**Source**
Doreen has a new boy in her life, Mac! A stunning liver chestnut quarterhorse, a special boy in his own right but could never replace Ace. Its great to hear other peoples stories about him.  He is greatly missed. 

This is Charlie, my 5yr old gelding out of Ace. 












And of my filly foal Rosie who had to be PTS at 7 months old. She was 14.2hh at the time, she was going to be huge like her daddy.


----------



## Ciss (1 July 2011)

A little bit of early history now . Ace's dam Mandara (by Mansingh) was owned by Jan Funnell (but still married to her first husband and therefore known as Jan tredwell at the time). Jan lived very near to me at Water Stratford and when she decied to go abroad for a year Debbie Wallin and I arranged for Mandara (Mandy to her friends) to be be leased to as a broodmare to a breeder in Wales. She naturally chose to use Akkord on her as he stood locally and was noted for his superb temperament (Mandy was very hot being flat-race bred by James Delahooke) and Ace was the result. He was eligible for stallion grading because Mandy was one of the first Tb mares ever graded with the  then BWBS and as a result he had pink papers.

**Given material**
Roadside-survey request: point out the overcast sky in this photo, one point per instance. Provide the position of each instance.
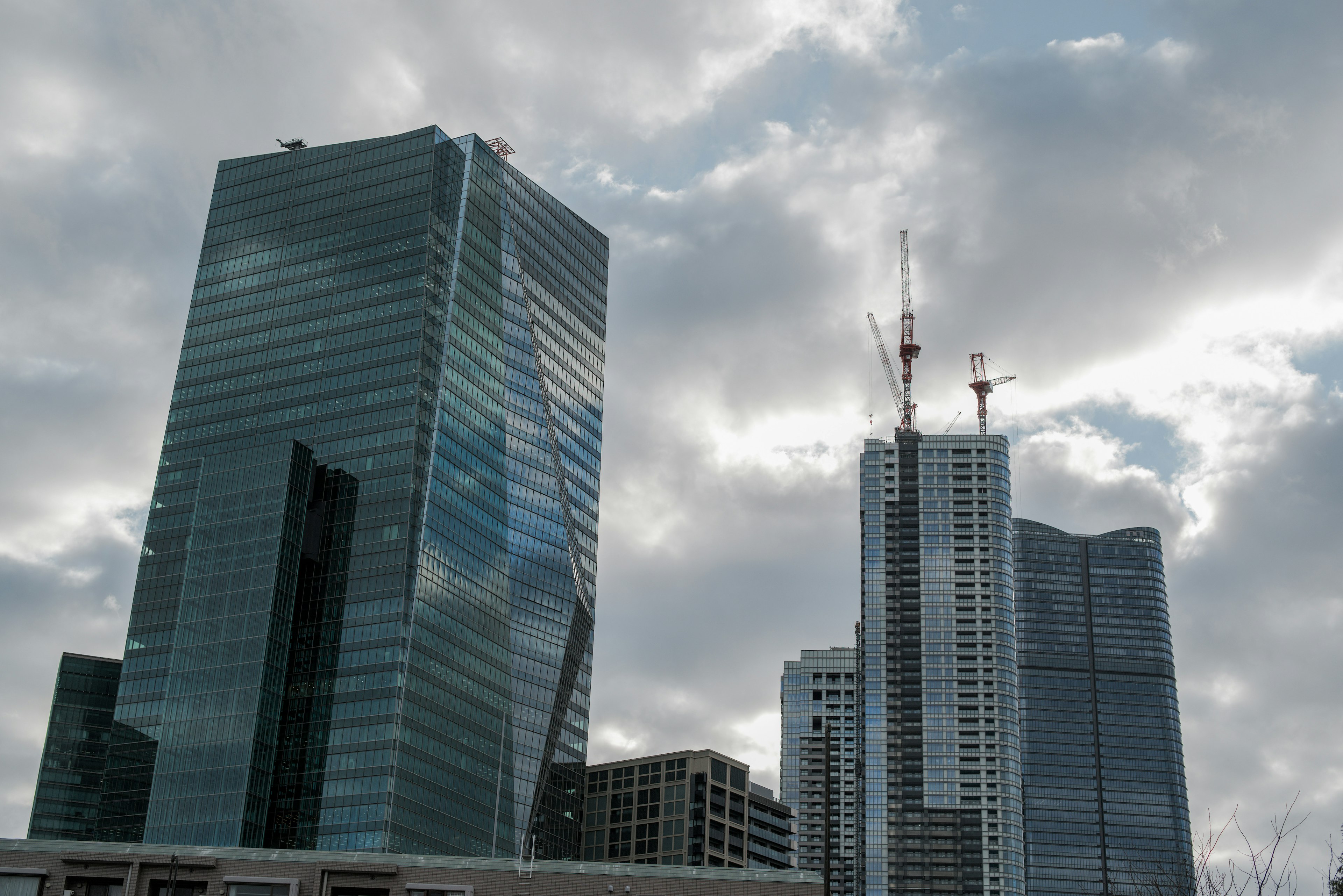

**Required actions**
**a)** In the thread about Ace, why did the Welsh breeder choose Akkord for Mandara?
**b)** Say whether each statement agrees with the thread about Ace, and quote the words that decide it: (i) Charlie is a gelding out of Ace. (ii) Mandara was bred for show jumping. (iii) Mac has taken Ace's place for Doreen.
**c)** Continue the thread about Ace from the point where it stops.

**The responses**
**a)** He stood locally and was noted for his superb temperament.

**b)**
(i) Yes: "This is Charlie, my 5yr old gelding out of Ace."
(ii) No: "Mandy was very hot being flat-race bred by James Delahooke"
(iii) No: "a special boy in his own right but could never replace Ace"

**c)**
Akkord also sired Crown Marcasite of course and about 15 years ago I organised a stallion parade at Addington in which Akkord, Ace and Crown Marcasite all paraded together as a tribute to Akkord and the three chestnut stallions in a row were a real sight to behold. And Mrs Kirby was a spleased as punch of course


----------



## Archina (1 July 2011)

Wish i had been there!  Will have to show Doreen this thread, she would love it.


----------



## Ciss (2 July 2011)

Yes it would be great if Doreen could see it.  Also I have Just remembered. The breeder who leased Mandara was Mo Crossley, the owner of teh Stonegrove prefix. I believe she still breeds the occassional Hannoverian foal.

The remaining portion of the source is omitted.